DOCUMENT TEXT:
------------------------------------------------

Urgent Tasks for Israel’s New Government: Second Coronavirus Wave Is Only the Beginning

After almost a year and half of caretaker government, 33 new ministers came on board on Tuesday. Not all arrived with plans in hand. Most only learned which ministry they’ll be leading a few days ago.

But all have their work cut out for them just reviving their institutions: the ministries have been effectively paralyzed since the dissolution of the 20th Knesset (which led to three fruitless elections, culminating in today's unity government). They couldn't make new appointments. They couldn't get funding for new projects.

It's a new day today, but the rigid coalition agreements are likely to constrain the freshly minted ministers and prevent them from forging ahead with appointments, legislation or an agenda that would peeve their peers in the rest of the government.

Yet some ministers who fielded jeers because of lame-duck portfolios cobbled together just to gratify them do mean to make important decisions in the coming days, if only in the hope that they’ll finally make headlines for doing something.

At the Health Ministry: The coronavirus is still here

Brand-new Health Minister Yuli Edelstein will find his desk awash with tasks, but the coronavirus remains the most urgent. As he takes charge, the first wave of the virus seems to be ebbing, but the ramifications of the pandemic are still with us. His first mission is to take advantage of the hiatus in the virus’ spread in Israel to form a committee of experts to study the lessons learned from the crisis and make urgent recommendations, say within two weeks, how to prepare for what comes next: how to disseminate information better; tapping experts who had been sidelined; treating the sick — the virus didn’t evaporate overnight; make procurement plans; and factoring in the flu with the fight against the coronavirus this coming winter. (Ido Efrati)

------------------------------------------------

GIVEN DATA:

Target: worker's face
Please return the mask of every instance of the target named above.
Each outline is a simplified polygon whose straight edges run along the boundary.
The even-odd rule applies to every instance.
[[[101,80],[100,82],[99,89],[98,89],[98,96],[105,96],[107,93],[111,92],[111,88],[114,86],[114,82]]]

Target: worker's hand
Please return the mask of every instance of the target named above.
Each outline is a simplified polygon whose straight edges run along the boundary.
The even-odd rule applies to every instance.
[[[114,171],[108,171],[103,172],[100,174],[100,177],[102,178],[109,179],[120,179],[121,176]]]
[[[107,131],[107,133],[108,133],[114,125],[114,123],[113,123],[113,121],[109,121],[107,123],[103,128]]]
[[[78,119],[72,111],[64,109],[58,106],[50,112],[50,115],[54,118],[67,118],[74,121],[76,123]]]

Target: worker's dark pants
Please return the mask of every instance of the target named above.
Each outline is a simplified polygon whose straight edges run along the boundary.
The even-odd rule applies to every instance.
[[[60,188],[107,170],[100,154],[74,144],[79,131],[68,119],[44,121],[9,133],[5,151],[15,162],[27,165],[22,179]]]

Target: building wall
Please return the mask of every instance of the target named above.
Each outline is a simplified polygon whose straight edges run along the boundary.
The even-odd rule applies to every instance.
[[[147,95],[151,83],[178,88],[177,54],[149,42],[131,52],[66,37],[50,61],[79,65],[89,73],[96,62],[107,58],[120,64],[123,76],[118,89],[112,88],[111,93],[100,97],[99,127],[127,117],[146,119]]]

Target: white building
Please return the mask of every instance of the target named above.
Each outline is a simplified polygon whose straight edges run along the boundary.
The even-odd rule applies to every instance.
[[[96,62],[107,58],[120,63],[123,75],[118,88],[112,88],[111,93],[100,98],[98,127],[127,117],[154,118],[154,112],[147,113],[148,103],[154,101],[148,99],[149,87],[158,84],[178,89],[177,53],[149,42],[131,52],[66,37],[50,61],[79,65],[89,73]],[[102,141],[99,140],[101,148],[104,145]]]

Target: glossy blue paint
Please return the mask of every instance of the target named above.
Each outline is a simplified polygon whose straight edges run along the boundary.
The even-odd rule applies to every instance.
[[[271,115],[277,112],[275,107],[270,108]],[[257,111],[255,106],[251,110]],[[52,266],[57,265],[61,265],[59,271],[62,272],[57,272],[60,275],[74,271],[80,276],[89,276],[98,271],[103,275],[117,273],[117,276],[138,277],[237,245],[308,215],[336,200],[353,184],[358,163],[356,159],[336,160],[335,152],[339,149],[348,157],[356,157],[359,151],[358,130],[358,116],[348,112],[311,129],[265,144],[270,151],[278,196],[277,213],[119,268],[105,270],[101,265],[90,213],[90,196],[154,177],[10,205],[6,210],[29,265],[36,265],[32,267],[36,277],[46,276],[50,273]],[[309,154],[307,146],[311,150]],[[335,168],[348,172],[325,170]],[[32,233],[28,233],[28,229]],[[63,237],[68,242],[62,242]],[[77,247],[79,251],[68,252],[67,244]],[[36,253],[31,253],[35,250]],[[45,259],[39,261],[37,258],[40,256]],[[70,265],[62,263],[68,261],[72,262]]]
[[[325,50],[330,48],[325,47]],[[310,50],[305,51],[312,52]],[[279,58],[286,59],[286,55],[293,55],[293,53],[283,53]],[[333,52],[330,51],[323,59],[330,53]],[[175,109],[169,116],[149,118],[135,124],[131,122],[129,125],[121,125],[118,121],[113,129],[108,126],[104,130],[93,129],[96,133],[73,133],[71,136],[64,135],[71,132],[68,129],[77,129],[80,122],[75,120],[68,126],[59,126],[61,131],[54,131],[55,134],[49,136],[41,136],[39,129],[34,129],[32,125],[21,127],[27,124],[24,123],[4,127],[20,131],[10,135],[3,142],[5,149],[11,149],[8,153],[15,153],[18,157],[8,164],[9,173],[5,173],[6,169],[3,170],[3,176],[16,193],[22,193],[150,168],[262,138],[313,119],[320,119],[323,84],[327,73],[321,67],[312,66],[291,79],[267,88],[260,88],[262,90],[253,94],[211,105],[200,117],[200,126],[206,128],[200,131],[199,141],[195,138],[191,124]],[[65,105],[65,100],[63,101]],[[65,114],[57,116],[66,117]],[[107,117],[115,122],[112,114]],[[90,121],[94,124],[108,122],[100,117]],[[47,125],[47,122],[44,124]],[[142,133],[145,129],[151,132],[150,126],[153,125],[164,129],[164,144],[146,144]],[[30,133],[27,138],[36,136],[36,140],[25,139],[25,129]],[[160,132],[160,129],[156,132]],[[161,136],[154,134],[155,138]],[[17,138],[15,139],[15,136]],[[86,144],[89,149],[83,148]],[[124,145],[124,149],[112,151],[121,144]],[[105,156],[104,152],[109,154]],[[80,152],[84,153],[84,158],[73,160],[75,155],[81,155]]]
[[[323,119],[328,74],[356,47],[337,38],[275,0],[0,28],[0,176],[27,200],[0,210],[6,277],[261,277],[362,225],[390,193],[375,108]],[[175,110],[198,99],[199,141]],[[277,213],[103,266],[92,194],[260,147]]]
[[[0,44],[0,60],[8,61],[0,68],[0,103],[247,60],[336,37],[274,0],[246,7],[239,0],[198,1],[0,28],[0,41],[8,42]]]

------------------------------------------------

ACTIONS TO TAKE:
1/ State whether each statement agrees with the article on Israel's new government, answering yes or no and quoting the deciding words of the article: (a) The new ministers came on board on Tuesday. (b) Most of the ministers learned which ministry they would lead weeks in advance. (c) The proposed committee of experts would make its urgent recommendations within about a month.
2/ Extend the article on Israel's new government, starting after its last sentence.
The entries come from a separate source, unrelated to the article on Israel's new government.

ANSWERS TO THE EXERCISE:
1/
(a) Yes: "33 new ministers came on board on Tuesday"
(b) No: "Most only learned which ministry they’ll be leading a few days ago."
(c) No: "say within two weeks"

2/
At the Foreign Ministry: Reempowering the minister

Back when diplomacy still had international allure, the Foreign Ministry was considered a cherry. Now the best advice for the incoming foreign minister is to restore his status, which under Netanyahu bottomed out. The prime minister redistributed the ministry’s roles and cut funding. Morale sank low.

Incoming Foreign Minister Gabi Ashkenazi will first and foremost have to spell out to the international community and the ministry staff that he isn’t there to stay in Netanyahu’s shadow. In recent years Netanyahu has taken over the role of foreign minister, both formally and informally, especially when it came to ties with the United States. Ashkenazi’s meeting last week with U.S. Secretary of State Mike Pompeo, who didn’t bother meeting with Ashkenazi’s predecessor Yisrael Katz, was a good start in that sense.